*Text provided*:
- Opening Delimiter -
# Addiction SHTF



## Ragnarök (Aug 4, 2014)

Addiction to all forms of drugs will be a problem for many and a benefit to many. 

I am trying to quit smoking cigarettes. Been smoking for 17 years now. I went out and bought nicotine gum and have them as my “emergency” fallback if the craving gets to be to much. This stuff is more expensive than cigarettes too, I had no idea the cost of this stuff. $65 for 120 peices of gum. 

It has got me thinking that maybe these could be a great prep. Excellent trade item. Helping people be more healthy at the same time. Now I’m not saying I won’t trade vices too. It is good to have options. 

I’m getting rid of my habit before it kills me. I don’t intend on judging anyone either.


----------



## Camel923 (Aug 13, 2014)

I bet you get more for the real McCoy. Having said that, imagehow much more you get the longer you hold off bartering tobacco in SHTF. Just saying. Look at what prisoners do for smokes. I would guess that you could get a lot of value for booze too.


----------



## MaterielGeneral (Jan 27, 2015)

Ragnarök said:


> Addiction to all forms of drugs will be a problem for many and a benefit to many.
> 
> I am trying to quit smoking cigarettes. Been smoking for 17 years now. I went out and bought nicotine gum and have them as my "emergency" fallback if the craving gets to be to much. This stuff is more expensive than cigarettes too, I had no idea the cost of this stuff. $65 for 120 peices of gum.
> 
> ...


I don't know, I think there will be a lot of cold turkey.
When I quit, it was cold I couldn't ween myself off cigs. I did use chew to help a little.
- Closing Delimiter -
*About this task*: Copy word for word the part of the addiction thread that opens with the words containing "It has got me" and closes with "for booze too.". The material after this point has no connection to the thread about addiction.

*Given information*:
- Opening Delimiter -
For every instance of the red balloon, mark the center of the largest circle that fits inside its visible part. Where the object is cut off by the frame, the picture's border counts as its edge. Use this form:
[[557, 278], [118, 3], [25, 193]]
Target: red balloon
- Closing Delimiter -
*Exercise solution*:
It has got me thinking that maybe these could be a great prep. Excellent trade item. Helping people be more healthy at the same time. Now I’m not saying I won’t trade vices too. It is good to have options. 

I’m getting rid of my habit before it kills me. I don’t intend on judging anyone either.


----------



## Camel923 (Aug 13, 2014)

I bet you get more for the real McCoy. Having said that, imagehow much more you get the longer you hold off bartering tobacco in SHTF. Just saying. Look at what prisoners do for smokes. I would guess that you could get a lot of value for booze too.